__Things to do__.
a) From the real estate contract text, write out word for word the part that opens with the words containing "Real Estate Terms" and closes with "deemed mentally competent.".
b) Name each of the main elements that the real estate contract text says a valid contract needs.
╭─ Text to read
Real Estate Terms

What Makes a Valid, Void, and Voidable Contract?

Contracts are the cornerstone of every real estate transaction, so it’s essential to understand how they function. It is possible for a contract to be valid, void, or voidable. A legally enforceable contract is valid, but what does void and voidable mean? Is there a difference? The short answer is yes. Throughout this article, we will help you understand what is valid, void, voidable, what is the difference, and more.

What is a Valid Contract?

In order for a real estate transaction to be valid, all parties must sign a legally binding contract and exchange something of worth. There are four main elements of a valid real estate contract:

  • The party must be the legal age of 18 or older and deemed mentally competent.
  • The contract must be legal or hold a lawful purpose.
  • A clear and specific consideration must be included in the agreement.
  • The contract must hold mutual consent or be agreed upon by both parties.
╰─
╭─ Information provided
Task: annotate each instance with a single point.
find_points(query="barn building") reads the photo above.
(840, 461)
╰─
__Responses per task__.
a)
Real Estate Terms

What Makes a Valid, Void, and Voidable Contract?

Contracts are the cornerstone of every real estate transaction, so it’s essential to understand how they function. It is possible for a contract to be valid, void, or voidable. A legally enforceable contract is valid, but what does void and voidable mean? Is there a difference? The short answer is yes. Throughout this article, we will help you understand what is valid, void, voidable, what is the difference, and more.

What is a Valid Contract?

In order for a real estate transaction to be valid, all parties must sign a legally binding contract and exchange something of worth. There are four main elements of a valid real estate contract:

  • The party must be the legal age of 18 or older and deemed mentally competent.

b)
- The party must be 18 or older and deemed mentally competent.
- The contract must be legal or hold a lawful purpose.
- The agreement must include a clear and specific consideration.
- The contract must hold mutual consent, agreed upon by both parties.